[Collected data entries]
+++
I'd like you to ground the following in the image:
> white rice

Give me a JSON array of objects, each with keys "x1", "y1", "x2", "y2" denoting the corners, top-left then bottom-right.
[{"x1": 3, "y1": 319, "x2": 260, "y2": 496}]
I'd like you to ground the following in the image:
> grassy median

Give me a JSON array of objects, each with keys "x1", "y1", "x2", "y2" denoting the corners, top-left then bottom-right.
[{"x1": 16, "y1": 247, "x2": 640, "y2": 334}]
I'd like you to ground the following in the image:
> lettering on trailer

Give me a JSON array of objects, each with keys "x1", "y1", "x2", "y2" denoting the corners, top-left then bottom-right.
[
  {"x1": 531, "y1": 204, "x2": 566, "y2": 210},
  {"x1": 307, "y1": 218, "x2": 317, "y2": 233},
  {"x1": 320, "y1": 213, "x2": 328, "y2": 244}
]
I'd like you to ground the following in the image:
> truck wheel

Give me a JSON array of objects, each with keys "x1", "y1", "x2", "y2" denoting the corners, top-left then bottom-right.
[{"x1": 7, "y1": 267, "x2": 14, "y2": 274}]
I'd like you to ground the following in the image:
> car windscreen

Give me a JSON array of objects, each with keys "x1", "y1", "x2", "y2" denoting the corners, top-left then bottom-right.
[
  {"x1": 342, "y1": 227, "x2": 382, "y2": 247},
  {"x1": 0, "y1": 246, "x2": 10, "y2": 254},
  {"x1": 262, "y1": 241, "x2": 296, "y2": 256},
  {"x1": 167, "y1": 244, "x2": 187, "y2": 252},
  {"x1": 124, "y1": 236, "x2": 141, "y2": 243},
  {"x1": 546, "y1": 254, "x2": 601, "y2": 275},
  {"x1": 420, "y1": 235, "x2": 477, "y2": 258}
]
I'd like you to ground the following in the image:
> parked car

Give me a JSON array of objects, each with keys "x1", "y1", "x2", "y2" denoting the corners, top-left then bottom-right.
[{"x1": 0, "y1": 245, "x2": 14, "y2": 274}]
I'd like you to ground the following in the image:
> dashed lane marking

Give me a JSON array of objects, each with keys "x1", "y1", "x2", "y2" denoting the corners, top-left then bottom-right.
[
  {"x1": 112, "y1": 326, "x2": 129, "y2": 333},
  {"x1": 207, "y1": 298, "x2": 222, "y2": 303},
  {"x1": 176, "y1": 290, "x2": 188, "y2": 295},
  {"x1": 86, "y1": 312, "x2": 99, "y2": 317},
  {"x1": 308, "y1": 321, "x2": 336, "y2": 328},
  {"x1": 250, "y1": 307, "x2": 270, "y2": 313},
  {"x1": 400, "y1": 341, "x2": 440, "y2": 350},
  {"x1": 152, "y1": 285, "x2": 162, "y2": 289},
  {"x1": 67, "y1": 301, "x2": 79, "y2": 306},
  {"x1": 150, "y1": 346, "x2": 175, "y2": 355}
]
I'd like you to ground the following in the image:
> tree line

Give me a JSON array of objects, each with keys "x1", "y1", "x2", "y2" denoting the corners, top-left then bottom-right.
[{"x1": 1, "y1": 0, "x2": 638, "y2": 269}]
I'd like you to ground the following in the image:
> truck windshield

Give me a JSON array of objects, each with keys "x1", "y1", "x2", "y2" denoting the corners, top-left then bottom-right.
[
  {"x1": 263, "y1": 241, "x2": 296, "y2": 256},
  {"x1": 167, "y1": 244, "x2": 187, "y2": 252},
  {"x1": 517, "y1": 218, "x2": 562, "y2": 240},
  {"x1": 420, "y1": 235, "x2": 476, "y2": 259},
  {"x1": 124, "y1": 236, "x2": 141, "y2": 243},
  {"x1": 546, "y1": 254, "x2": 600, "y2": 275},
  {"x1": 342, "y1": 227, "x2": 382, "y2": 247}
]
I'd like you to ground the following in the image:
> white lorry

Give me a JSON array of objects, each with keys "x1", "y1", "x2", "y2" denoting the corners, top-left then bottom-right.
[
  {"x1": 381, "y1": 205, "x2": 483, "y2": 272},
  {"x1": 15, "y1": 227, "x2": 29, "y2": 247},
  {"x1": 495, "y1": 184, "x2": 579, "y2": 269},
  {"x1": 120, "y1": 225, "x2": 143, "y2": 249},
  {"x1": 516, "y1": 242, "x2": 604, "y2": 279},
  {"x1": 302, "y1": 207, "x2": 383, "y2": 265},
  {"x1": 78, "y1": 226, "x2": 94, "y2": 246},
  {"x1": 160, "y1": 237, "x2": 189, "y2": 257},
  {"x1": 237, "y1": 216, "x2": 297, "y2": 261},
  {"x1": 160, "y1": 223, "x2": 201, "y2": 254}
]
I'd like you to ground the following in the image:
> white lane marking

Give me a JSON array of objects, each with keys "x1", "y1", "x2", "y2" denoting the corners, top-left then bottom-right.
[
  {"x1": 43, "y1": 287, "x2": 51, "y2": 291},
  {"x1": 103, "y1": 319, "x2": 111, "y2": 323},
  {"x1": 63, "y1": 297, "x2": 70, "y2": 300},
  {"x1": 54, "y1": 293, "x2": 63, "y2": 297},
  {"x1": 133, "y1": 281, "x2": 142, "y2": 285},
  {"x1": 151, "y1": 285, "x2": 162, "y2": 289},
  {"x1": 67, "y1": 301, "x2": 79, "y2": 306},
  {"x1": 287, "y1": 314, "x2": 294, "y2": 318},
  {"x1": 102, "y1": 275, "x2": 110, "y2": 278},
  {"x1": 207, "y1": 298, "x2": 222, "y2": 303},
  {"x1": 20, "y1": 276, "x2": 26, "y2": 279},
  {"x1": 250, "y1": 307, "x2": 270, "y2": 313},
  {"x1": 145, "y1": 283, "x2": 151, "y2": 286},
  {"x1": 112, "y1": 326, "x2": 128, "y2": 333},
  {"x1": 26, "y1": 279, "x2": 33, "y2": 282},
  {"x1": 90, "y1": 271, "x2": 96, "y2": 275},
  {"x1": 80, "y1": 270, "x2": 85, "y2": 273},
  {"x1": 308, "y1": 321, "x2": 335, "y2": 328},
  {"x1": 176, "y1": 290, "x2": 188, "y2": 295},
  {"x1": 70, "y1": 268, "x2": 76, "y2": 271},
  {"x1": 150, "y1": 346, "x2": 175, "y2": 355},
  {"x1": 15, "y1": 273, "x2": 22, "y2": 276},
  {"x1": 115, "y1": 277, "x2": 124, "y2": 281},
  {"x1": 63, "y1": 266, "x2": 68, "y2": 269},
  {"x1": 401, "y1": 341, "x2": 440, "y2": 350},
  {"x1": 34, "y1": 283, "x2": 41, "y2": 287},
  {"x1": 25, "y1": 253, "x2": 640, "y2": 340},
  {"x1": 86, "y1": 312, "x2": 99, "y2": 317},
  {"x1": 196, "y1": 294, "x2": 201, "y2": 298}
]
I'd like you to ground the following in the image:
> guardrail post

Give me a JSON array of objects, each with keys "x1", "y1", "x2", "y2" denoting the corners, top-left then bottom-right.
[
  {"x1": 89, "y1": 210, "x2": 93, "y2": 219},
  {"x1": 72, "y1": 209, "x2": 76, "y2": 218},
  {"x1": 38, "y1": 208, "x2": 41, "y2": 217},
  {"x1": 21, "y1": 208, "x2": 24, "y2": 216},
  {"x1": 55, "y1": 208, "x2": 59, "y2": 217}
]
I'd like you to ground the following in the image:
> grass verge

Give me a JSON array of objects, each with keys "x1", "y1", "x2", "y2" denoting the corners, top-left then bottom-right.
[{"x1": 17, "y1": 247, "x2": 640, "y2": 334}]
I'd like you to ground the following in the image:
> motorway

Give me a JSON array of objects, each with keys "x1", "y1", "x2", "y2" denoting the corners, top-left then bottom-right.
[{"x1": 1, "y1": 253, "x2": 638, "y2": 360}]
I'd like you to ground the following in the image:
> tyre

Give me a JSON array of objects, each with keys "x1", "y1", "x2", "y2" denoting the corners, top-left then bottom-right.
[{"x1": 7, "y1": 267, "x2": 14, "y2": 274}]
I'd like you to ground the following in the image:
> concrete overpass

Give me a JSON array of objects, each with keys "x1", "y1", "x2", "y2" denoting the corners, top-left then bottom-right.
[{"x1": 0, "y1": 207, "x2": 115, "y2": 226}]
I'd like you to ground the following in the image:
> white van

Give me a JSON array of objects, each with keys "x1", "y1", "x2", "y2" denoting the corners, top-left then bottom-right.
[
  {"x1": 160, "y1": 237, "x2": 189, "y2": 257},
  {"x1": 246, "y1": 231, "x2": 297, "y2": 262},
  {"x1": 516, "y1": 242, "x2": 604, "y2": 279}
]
+++
• **Exercise objective**
Return each line from the entries above that includes "marking".

• **Exercise response**
> dashed lane marking
> white lane marking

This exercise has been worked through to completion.